[What you have to do] In the records that follow, the lines from the one containing "Can you find the hood?" to the one containing "Can you find the rear side", inclusive, are to be given again exactly.

Region pointing data:
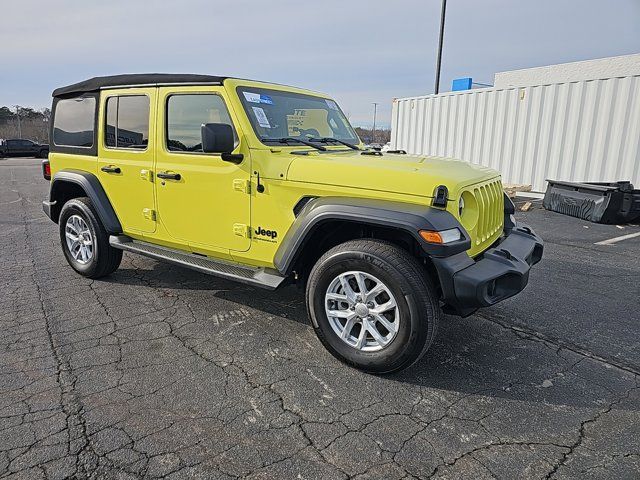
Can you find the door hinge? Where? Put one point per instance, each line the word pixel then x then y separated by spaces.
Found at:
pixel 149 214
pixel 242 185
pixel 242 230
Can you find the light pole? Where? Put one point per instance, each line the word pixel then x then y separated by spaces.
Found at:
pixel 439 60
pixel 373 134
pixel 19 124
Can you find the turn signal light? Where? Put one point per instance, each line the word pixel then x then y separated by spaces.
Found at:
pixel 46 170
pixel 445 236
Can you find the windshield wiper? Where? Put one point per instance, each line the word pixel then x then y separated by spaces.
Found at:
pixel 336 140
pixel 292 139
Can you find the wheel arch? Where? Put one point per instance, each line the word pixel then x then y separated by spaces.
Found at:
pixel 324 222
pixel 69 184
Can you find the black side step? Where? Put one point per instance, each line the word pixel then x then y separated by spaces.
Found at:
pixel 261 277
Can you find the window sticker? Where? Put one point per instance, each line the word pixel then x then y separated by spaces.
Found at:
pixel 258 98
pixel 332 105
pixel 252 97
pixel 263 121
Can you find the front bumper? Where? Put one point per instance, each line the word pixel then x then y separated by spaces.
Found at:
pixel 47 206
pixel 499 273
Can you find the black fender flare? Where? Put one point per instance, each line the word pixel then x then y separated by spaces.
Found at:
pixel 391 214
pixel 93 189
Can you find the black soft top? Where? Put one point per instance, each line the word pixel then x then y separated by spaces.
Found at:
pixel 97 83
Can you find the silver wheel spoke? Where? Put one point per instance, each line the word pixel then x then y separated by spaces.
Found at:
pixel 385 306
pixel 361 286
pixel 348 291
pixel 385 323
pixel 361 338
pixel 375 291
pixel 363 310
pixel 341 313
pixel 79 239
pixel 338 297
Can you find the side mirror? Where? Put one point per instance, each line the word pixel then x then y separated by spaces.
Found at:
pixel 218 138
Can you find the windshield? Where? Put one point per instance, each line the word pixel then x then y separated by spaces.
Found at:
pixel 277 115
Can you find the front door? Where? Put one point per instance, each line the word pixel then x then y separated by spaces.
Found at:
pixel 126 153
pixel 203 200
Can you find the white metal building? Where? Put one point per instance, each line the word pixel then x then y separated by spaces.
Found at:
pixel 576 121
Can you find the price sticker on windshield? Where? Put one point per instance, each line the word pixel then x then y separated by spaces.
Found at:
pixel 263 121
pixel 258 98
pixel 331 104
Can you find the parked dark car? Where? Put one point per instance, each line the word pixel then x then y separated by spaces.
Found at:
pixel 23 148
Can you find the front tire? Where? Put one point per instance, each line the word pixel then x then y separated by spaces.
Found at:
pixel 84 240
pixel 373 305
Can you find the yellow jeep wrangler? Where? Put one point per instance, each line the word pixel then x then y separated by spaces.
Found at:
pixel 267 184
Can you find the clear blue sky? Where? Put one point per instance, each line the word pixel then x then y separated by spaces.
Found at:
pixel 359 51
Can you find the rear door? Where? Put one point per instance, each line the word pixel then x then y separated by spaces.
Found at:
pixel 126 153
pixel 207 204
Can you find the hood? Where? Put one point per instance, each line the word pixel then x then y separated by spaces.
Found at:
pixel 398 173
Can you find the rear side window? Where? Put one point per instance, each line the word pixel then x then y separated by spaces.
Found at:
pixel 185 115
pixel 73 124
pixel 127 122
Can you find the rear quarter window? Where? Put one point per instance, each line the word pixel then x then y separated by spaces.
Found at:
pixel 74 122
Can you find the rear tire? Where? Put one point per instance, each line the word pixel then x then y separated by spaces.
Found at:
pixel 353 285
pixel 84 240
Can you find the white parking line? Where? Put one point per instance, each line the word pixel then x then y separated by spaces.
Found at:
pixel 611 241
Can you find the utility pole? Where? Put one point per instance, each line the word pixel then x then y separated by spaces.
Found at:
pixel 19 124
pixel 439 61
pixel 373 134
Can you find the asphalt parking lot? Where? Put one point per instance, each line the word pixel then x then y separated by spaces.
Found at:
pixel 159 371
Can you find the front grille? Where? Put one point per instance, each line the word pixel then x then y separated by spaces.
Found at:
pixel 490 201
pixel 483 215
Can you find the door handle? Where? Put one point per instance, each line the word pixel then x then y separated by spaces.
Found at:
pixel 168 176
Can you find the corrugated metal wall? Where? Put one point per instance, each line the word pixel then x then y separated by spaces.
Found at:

[Output below]
Can you find the hood? Where? Put one point per instance, each line the word pixel then x then y separated by spaces.
Found at:
pixel 398 173
Can you find the rear side window? Where? Put one point per instance, each line the word pixel then x then y separated by spaces.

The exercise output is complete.